## What the exercise asks
Rewrite the material with "green tree" swapped for "tall tree", keeping every other character the same.

::::

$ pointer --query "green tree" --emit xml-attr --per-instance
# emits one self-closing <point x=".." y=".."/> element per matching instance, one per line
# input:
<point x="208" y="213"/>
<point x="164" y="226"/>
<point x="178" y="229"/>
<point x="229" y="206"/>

::::

## Answer to this exercise
$ pointer --query "tall tree" --emit xml-attr --per-instance
# emits one self-closing <point x=".." y=".."/> element per matching instance, one per line
# input:
<point x="208" y="213"/>
<point x="164" y="226"/>
<point x="178" y="229"/>
<point x="229" y="206"/>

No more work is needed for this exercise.